__What the exercise asks__: Reproduce the listing below exactly, minus its pictures.

__Point annotations for photos__:
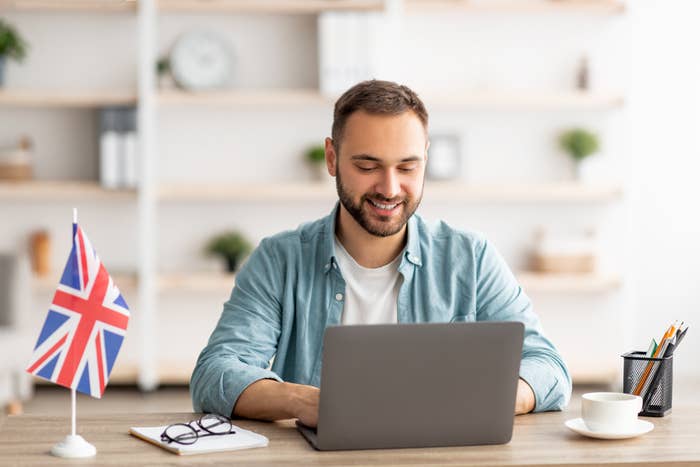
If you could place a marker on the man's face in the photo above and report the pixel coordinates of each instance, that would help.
(380, 169)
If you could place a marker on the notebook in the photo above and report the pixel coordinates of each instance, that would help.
(241, 439)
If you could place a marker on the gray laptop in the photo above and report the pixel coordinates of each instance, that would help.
(417, 385)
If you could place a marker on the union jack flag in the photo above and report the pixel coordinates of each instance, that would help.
(85, 325)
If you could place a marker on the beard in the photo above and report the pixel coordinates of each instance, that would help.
(379, 226)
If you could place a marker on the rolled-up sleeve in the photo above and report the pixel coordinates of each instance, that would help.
(244, 340)
(500, 298)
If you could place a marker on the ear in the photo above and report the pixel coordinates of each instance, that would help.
(331, 157)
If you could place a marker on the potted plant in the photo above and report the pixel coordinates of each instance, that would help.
(316, 158)
(579, 144)
(11, 46)
(232, 246)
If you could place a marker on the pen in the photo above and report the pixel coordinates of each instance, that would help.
(659, 351)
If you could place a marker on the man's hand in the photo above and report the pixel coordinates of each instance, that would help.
(305, 405)
(268, 399)
(524, 399)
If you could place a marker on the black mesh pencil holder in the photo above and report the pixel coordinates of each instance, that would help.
(657, 389)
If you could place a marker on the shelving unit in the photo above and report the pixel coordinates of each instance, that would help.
(152, 194)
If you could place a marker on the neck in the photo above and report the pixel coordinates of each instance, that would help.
(369, 251)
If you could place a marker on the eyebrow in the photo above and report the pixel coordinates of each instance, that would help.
(368, 157)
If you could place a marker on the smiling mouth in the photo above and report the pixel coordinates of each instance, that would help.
(384, 209)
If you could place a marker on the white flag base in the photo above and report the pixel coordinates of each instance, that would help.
(73, 446)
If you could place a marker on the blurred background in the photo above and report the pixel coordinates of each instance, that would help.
(185, 131)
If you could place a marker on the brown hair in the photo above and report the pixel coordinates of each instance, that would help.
(375, 97)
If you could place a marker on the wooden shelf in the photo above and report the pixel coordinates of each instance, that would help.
(197, 282)
(99, 6)
(568, 283)
(269, 6)
(443, 191)
(49, 191)
(525, 100)
(175, 97)
(602, 7)
(479, 100)
(57, 98)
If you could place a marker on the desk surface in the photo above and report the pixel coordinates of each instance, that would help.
(538, 439)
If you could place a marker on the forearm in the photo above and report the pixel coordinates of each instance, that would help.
(271, 400)
(524, 399)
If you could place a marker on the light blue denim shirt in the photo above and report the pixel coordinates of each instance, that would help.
(291, 289)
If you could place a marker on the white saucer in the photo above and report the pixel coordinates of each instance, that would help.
(577, 425)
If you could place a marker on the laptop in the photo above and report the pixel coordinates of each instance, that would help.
(417, 385)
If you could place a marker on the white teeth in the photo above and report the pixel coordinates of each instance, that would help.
(387, 207)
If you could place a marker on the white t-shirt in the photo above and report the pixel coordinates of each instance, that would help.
(371, 294)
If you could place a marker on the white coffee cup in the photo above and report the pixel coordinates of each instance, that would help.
(610, 411)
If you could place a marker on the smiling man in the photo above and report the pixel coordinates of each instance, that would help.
(371, 261)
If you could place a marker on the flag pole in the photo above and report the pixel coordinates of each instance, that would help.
(72, 390)
(72, 415)
(73, 445)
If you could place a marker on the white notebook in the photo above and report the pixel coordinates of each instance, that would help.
(241, 439)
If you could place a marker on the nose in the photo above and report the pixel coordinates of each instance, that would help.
(389, 185)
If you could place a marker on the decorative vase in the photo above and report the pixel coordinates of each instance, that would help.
(320, 172)
(589, 169)
(231, 264)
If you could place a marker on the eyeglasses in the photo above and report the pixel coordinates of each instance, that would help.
(190, 432)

__Full output__:
If you could place a marker on the man's face in the photo above and report the pixel coordinates of each instance, that would help.
(380, 169)
If you could place a marker on the notebook in the photo above and report the pixel coordinates of each instance, that would help.
(241, 439)
If you could place a marker on the gray laptop in the photo above and report the pixel coordinates of each instance, that would help.
(417, 385)
If you could place a marker on the union jack flag in the photo above and report the pixel coordinates of each instance, that would help.
(85, 325)
If you could place a marker on the beard in the photo above and report the pixel coordinates of each instance, that would help.
(379, 226)
If you could place a marker on the rolled-up sleeve in the photo above and report the pixel coordinates of each instance, that would help.
(244, 340)
(500, 298)
If you could place a marker on the ear in the photo above and report the pixel coordinates of each instance, that would help.
(331, 157)
If you could place a marker on the potted plant in the photo above and report the pixel coordinates of each instance, that would help.
(316, 158)
(579, 144)
(11, 46)
(232, 246)
If you could place a marker on the pen in the photo above and report the pixel coordinates of each instance, that would help.
(659, 351)
If you could place a marker on the man's hand in the photo above and report the pixel coordinates of each instance, that would help.
(305, 405)
(268, 399)
(524, 399)
If you could place a marker on the black mesh pencil holder in the photo above and report the pixel coordinates of each instance, that would help.
(657, 389)
If you could place a marker on the shelving unit in the photo above and report the pixel coordinates of each instance, that would help.
(152, 194)
If you could place a marker on the neck in the photo above and report the pixel coordinates of each instance, that would help.
(369, 251)
If you could place a marker on the eyebrow in the photo above and report the pixel coordinates of each instance, that would help.
(368, 157)
If you could place a marker on the smiling mouth in the photo above and report the pixel coordinates of each instance, that would help.
(384, 209)
If you could place a marker on the white flag base in the photo above and report the pixel coordinates of each instance, that would help.
(73, 446)
If you could place a marker on the blurred background in the photo above and report the pixel coordinates of each instance, that would help.
(185, 131)
If you could place a marker on the brown hair in the photo above and report the pixel coordinates of each instance, that would help.
(375, 97)
If you could place a marker on the wooden shelf in the photo above and report the pixel coordinates of each instance, that would help.
(197, 282)
(99, 6)
(568, 283)
(269, 6)
(443, 191)
(49, 191)
(525, 100)
(175, 97)
(602, 7)
(479, 100)
(57, 98)
If you could place a marker on the desk surface in the photo above and report the pixel coordinates of each instance, that would help.
(538, 439)
If you could place a marker on the forearm in the photo above and report the pixel coordinates of each instance, that would help.
(271, 400)
(524, 399)
If you could place a marker on the light blue denim shirt in the photo above and report the pixel coordinates of each instance, that would help.
(291, 289)
If you could place a marker on the white saucer in the photo above and report the pixel coordinates of each instance, that would help.
(577, 425)
If you could place a marker on the laptop in the photo above and report the pixel coordinates of each instance, that would help.
(417, 385)
If you could place a marker on the white teeth in the photo above and report the pixel coordinates of each instance, that would help.
(387, 207)
If you could place a marker on the white t-shirt in the photo above and report the pixel coordinates of each instance, that would help.
(371, 294)
If you could place a marker on the white coffee cup in the photo above and report the pixel coordinates of each instance, that would help.
(610, 411)
If you could place a marker on the smiling man in the photo above and report the pixel coordinates of each instance, that would help.
(371, 261)
If you could place a marker on the flag pole in the photo above and report the pixel coordinates of each instance, that would help.
(72, 390)
(72, 415)
(73, 445)
If you could place a marker on the white notebook in the photo above and report the pixel coordinates of each instance, that would help.
(241, 439)
If you could place a marker on the nose in the photo above and report the pixel coordinates of each instance, that would help.
(389, 185)
If you could place a marker on the decorative vase in the photo above and report the pixel coordinates of each instance, that would help.
(320, 172)
(589, 169)
(231, 264)
If you could place a marker on the eyeglasses in the photo above and report the pixel coordinates of each instance, that would help.
(190, 432)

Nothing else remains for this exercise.